What you are asked to do
Show each line of the data below that has the string "woman" in it.
+ + + + + + +
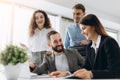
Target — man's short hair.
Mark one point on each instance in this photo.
(51, 33)
(79, 6)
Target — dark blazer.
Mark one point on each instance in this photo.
(75, 61)
(107, 63)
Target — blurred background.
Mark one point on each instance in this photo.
(15, 16)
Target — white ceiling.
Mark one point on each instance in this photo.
(109, 9)
(106, 9)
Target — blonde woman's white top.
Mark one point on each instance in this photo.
(38, 42)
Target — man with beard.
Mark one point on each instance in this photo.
(60, 59)
(73, 37)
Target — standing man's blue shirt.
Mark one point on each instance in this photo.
(73, 36)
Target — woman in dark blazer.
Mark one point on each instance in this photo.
(103, 53)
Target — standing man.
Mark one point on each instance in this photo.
(73, 33)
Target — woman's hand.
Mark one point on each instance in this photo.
(59, 74)
(83, 74)
(31, 64)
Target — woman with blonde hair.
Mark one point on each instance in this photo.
(39, 27)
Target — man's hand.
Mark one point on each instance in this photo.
(83, 74)
(31, 64)
(59, 74)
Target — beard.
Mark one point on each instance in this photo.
(56, 49)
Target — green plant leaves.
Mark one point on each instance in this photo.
(13, 54)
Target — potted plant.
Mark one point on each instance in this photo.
(12, 57)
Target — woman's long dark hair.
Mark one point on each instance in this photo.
(93, 21)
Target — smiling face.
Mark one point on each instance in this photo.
(88, 31)
(40, 19)
(56, 42)
(77, 15)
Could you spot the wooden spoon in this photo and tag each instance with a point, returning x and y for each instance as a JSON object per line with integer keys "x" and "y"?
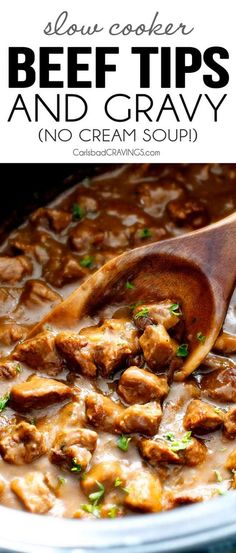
{"x": 198, "y": 270}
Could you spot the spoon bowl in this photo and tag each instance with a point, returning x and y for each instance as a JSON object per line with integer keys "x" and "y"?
{"x": 198, "y": 270}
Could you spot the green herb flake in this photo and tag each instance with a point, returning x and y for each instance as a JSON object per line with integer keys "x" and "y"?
{"x": 112, "y": 513}
{"x": 175, "y": 309}
{"x": 117, "y": 482}
{"x": 182, "y": 350}
{"x": 78, "y": 212}
{"x": 145, "y": 233}
{"x": 201, "y": 337}
{"x": 95, "y": 497}
{"x": 4, "y": 400}
{"x": 19, "y": 368}
{"x": 218, "y": 475}
{"x": 129, "y": 285}
{"x": 142, "y": 313}
{"x": 181, "y": 444}
{"x": 87, "y": 261}
{"x": 93, "y": 509}
{"x": 123, "y": 442}
{"x": 76, "y": 467}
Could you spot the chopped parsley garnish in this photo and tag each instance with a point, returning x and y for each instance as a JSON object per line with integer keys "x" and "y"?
+ + + + + + +
Your solution
Target — blonde woman's white top.
Target — woman in dark blazer.
Target — woman's hand.
Target — woman with blonde hair.
Target — woman's long dark hair.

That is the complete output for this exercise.